== DATA FOR THIS EXERCISE

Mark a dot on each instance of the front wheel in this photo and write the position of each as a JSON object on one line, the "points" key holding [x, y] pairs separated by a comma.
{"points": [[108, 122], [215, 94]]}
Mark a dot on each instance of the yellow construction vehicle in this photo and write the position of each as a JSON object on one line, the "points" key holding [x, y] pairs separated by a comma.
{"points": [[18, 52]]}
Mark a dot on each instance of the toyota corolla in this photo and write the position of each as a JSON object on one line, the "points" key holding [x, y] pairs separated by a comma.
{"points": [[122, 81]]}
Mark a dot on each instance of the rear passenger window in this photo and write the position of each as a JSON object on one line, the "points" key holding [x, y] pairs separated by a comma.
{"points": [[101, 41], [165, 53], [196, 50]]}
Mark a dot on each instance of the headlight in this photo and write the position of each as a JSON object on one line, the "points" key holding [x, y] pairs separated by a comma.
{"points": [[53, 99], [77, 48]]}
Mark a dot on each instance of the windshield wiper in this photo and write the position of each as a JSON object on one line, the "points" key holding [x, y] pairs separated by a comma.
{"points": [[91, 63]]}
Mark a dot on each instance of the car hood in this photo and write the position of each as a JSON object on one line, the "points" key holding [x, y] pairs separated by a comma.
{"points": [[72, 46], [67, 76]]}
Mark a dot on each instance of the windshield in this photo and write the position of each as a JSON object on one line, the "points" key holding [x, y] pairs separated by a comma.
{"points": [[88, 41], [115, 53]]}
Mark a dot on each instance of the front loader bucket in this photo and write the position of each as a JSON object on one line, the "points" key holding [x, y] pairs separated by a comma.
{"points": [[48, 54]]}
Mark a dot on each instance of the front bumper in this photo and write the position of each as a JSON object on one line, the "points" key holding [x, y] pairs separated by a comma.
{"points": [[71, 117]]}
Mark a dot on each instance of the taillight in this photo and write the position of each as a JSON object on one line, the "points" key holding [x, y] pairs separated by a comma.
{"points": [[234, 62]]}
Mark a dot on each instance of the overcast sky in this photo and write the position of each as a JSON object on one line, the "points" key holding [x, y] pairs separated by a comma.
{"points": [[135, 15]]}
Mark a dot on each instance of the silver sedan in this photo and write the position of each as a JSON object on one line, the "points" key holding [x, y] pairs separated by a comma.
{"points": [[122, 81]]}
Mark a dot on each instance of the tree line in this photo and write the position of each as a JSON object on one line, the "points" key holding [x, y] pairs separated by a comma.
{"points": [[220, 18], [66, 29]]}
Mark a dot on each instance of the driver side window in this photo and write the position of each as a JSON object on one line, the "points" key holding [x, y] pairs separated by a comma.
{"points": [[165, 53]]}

====

# PROMPT:
Copy out the whole listing exactly as written.

# ANSWER BELOW:
Mark a dot on each instance of the front wheel in this photo and write the position of each as a JSON object on one line, the "points" key holding [x, y] pairs separated by a comma.
{"points": [[108, 122], [215, 94]]}
Mark a dot on each instance of the yellow construction vehicle in this photo and write the position of each as a JSON object on one line, the "points" key holding [x, y] pairs separated by a comma.
{"points": [[18, 52]]}
Mark a dot on each instance of the toyota corolla in this photo and write the position of each as a JSON object on one line, the "points" key holding [x, y] pairs separated by a comma.
{"points": [[122, 81]]}
Mark a dot on each instance of the rear passenger window in this photo and write the position of each as a JSON object on one line, the "points" key holding [x, y] pairs separated by a comma.
{"points": [[101, 41], [165, 53], [196, 50]]}
Mark a dot on each instance of the headlight in this photo and write the position of each as a JSON object on one line, the "points" key holding [x, y] pairs separated by a comma.
{"points": [[53, 99], [77, 48]]}
Mark a dot on each instance of the windshield wiper in this photo and write the position of each as a JSON object on one line, the "points" key holding [x, y] pairs separated by a comma.
{"points": [[91, 63]]}
Mark a dot on each instance of the car hood in this photo and write the position of each as a JSON object on one line, the "points" key holding [x, y] pairs separated by a comma.
{"points": [[72, 46], [67, 76]]}
Mark a dot on each instance of the windshield in this photo and write the position of each as a JSON object on one line, the "points" key holding [x, y] pairs separated by a comma.
{"points": [[88, 41], [115, 53]]}
Mark a dot on each instance of the front loader bucket in this photo and write the position of each as a JSON object on one line, the "points" key holding [x, y] pairs separated by a comma.
{"points": [[48, 54]]}
Mark a dot on each instance of the front bumper in this photo and write the position of each as a JSON object on one line, the "points" key holding [x, y] pairs separated by a comma.
{"points": [[71, 117]]}
Mark a dot on each instance of the taillight in this photo and write the position of each as a JSON object on one line, the "points" key holding [x, y] pairs separated by a comma.
{"points": [[234, 62]]}
Mark a dot on each instance of the overcast sky in this photo and write the position of each as a JSON object on one line, the "points" key holding [x, y] pairs separated by a comma.
{"points": [[135, 15]]}
Mark a dot on each instance of the silver sedan in this photo and write the position of each as a JSON object on one line, the "points" key holding [x, y] pairs separated by a comma.
{"points": [[122, 81]]}
Mark a dot on each instance of the tree line in this photo and write the position of each as a JSON object on one line, the "points" key holding [x, y] pairs separated by a comma.
{"points": [[220, 18], [66, 29]]}
Mark a dot on each instance of the driver side window in this photo and write the position of each as a JSON object on one line, the "points" key holding [x, y] pairs separated by a comma.
{"points": [[165, 53]]}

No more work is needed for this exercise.